GOAL: Rewrite the stretch from the line containing "Segment the bare" through the line containing "M63 94L67 97L66", replacing every "bare tree" with "leafless tree" and leaving all else unchanged.

start DATA LINES

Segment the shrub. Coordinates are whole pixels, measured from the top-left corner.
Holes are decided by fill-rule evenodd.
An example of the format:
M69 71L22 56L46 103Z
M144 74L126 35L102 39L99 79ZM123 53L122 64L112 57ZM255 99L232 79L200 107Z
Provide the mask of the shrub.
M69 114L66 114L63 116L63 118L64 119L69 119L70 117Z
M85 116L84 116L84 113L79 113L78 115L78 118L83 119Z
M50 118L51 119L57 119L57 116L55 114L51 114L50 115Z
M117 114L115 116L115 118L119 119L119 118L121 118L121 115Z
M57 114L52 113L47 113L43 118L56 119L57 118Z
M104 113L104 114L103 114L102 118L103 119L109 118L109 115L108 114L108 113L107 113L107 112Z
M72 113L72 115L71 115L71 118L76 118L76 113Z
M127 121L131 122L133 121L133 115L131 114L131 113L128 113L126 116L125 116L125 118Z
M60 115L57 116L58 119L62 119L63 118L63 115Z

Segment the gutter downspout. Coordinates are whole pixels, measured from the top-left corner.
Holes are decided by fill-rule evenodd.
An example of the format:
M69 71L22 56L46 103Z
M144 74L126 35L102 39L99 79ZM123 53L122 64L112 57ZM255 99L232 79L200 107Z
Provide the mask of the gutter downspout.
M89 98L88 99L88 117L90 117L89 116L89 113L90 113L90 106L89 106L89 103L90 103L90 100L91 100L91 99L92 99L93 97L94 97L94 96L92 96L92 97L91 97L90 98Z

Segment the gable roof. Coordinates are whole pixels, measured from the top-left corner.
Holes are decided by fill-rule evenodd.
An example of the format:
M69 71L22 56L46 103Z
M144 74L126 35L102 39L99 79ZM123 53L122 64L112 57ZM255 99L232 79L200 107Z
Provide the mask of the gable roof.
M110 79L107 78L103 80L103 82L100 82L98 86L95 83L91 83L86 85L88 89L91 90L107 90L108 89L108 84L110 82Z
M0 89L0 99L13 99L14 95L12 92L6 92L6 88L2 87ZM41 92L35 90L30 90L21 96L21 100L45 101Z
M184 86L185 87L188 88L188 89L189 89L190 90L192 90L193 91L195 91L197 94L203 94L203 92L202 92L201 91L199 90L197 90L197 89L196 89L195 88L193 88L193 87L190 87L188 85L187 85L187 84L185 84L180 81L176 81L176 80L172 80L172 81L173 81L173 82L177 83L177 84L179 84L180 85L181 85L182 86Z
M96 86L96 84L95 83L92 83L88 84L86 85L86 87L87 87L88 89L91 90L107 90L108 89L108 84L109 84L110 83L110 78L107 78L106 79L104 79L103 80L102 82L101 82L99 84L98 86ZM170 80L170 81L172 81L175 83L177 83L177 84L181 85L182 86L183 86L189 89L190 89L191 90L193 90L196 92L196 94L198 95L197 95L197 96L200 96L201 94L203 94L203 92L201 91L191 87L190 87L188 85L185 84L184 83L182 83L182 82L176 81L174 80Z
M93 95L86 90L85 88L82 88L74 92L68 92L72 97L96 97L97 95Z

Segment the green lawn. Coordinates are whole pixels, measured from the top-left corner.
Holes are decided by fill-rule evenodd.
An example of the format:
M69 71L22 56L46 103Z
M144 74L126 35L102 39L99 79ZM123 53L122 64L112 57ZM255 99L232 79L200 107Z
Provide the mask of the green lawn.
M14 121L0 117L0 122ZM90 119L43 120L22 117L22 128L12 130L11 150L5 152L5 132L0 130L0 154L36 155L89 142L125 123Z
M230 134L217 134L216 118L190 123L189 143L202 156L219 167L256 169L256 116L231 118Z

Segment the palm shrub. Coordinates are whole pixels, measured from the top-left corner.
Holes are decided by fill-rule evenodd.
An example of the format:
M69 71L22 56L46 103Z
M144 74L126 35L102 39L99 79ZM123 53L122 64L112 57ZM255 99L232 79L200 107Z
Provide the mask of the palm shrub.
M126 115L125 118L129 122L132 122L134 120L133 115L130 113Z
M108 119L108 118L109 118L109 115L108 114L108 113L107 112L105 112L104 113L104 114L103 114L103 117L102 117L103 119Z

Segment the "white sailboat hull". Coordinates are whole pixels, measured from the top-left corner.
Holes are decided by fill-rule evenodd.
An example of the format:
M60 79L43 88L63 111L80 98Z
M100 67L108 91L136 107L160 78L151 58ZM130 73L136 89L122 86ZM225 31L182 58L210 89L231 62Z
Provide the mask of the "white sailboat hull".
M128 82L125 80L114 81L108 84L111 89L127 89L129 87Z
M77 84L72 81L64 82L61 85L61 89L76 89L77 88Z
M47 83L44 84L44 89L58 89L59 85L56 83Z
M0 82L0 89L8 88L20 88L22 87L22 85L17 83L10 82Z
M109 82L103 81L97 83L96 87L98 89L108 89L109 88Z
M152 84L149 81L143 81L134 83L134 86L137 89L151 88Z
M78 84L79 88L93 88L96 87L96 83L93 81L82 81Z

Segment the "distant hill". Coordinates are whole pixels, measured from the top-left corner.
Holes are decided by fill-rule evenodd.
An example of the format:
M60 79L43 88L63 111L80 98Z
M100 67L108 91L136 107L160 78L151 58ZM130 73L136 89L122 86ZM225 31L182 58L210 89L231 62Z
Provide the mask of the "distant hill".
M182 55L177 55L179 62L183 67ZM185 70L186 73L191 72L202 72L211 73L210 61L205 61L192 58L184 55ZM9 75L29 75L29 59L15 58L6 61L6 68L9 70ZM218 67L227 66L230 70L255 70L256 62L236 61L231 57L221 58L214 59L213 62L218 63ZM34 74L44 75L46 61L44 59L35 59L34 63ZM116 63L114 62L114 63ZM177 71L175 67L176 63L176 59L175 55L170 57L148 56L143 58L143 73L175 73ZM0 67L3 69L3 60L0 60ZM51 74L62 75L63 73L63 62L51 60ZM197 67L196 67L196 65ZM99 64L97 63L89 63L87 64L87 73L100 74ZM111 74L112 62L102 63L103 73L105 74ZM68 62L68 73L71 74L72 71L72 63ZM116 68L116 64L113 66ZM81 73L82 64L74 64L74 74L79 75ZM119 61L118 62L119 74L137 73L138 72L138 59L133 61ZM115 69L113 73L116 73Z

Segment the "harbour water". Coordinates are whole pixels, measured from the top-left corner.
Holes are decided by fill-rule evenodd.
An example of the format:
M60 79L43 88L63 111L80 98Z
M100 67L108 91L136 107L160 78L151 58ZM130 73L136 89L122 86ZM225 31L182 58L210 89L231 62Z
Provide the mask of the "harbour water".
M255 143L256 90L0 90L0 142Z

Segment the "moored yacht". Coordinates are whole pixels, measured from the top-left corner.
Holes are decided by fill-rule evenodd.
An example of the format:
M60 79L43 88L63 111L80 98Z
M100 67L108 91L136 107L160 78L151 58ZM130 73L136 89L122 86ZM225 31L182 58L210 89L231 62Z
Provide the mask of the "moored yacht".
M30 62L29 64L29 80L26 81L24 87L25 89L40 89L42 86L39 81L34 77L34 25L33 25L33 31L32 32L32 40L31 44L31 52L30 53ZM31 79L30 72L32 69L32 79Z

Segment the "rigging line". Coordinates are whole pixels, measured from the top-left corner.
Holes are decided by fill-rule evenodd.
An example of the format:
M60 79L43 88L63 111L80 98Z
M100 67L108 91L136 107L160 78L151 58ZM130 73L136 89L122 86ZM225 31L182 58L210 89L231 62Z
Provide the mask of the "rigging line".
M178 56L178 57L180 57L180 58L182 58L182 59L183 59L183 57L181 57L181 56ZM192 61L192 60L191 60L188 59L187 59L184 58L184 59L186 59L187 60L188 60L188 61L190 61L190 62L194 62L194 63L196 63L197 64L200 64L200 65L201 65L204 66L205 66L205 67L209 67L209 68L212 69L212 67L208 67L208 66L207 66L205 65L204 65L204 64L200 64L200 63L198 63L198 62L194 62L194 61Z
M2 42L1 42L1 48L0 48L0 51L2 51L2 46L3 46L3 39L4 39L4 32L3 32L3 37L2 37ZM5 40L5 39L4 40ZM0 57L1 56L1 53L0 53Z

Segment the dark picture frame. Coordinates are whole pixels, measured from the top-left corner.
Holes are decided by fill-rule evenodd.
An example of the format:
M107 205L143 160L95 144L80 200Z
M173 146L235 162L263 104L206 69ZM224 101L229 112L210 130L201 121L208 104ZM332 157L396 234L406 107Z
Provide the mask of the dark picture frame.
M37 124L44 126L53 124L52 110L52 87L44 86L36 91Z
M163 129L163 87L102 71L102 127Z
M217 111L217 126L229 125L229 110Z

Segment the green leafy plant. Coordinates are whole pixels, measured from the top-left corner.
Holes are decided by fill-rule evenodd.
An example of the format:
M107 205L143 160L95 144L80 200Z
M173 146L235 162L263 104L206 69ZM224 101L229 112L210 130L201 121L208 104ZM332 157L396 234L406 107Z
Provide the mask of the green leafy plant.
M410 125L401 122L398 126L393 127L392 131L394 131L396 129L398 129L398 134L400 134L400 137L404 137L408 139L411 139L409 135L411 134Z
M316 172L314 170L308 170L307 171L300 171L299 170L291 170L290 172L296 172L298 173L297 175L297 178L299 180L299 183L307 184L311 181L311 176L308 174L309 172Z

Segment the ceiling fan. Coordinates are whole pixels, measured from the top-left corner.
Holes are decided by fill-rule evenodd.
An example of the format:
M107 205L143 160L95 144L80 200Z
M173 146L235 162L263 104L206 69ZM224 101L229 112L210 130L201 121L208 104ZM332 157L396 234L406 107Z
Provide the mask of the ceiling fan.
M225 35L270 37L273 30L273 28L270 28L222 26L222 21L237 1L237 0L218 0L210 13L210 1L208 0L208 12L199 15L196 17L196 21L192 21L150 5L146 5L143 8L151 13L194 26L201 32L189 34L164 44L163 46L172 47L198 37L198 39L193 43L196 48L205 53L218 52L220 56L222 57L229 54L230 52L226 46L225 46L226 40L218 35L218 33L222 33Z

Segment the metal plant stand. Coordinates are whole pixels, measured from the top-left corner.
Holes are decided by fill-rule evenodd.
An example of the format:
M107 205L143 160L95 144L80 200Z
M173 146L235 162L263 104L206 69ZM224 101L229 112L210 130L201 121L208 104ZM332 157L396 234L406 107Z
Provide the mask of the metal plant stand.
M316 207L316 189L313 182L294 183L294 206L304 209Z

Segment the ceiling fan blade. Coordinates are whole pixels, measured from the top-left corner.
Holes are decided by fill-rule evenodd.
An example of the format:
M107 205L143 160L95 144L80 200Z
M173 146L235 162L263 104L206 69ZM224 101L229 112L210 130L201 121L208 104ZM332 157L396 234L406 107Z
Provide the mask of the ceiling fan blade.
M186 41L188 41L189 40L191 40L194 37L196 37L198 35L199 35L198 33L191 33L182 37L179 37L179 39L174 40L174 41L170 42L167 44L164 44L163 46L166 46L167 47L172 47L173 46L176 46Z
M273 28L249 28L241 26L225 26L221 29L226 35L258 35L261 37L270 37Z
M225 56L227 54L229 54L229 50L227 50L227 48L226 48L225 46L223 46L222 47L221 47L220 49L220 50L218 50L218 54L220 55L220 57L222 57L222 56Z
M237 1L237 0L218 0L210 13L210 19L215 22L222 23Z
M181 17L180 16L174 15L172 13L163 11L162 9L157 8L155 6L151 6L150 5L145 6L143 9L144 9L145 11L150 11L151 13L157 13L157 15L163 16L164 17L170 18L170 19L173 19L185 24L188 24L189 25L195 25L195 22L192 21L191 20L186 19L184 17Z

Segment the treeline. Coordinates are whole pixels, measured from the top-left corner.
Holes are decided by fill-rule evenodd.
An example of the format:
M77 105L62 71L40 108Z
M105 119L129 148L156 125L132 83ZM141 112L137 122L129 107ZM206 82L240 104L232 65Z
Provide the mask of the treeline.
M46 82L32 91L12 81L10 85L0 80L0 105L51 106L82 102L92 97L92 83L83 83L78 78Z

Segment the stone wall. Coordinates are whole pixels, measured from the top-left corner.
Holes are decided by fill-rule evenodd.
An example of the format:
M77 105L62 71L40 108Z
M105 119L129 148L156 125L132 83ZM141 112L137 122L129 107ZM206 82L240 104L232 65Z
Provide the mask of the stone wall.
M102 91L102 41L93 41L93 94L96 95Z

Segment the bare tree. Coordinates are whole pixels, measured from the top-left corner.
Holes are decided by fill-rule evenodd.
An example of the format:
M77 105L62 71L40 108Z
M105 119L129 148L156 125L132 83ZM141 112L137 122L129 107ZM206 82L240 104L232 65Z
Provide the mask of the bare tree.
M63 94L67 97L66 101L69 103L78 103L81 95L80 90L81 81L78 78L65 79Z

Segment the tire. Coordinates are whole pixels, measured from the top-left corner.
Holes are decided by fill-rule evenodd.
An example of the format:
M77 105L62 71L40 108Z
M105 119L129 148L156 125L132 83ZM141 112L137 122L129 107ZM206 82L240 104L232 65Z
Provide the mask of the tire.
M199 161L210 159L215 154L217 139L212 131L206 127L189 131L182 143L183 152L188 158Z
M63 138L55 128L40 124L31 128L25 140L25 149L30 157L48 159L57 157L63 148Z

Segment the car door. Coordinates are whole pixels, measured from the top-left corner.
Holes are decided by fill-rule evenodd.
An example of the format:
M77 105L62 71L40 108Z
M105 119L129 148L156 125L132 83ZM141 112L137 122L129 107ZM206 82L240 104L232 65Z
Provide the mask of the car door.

end DATA LINES

EXERCISE RESPONSE:
Segment the leafless tree. Coordinates are whole pixels, measured from the top-left corner.
Holes are decided by fill-rule evenodd.
An example of the format:
M77 105L62 71L40 108Z
M105 119L129 148L156 125L132 83ZM141 112L137 122L129 107ZM206 82L240 104L232 65Z
Provide the mask of the leafless tree.
M63 94L67 97L66 101L69 103L78 103L81 95L80 90L81 81L78 78L65 79Z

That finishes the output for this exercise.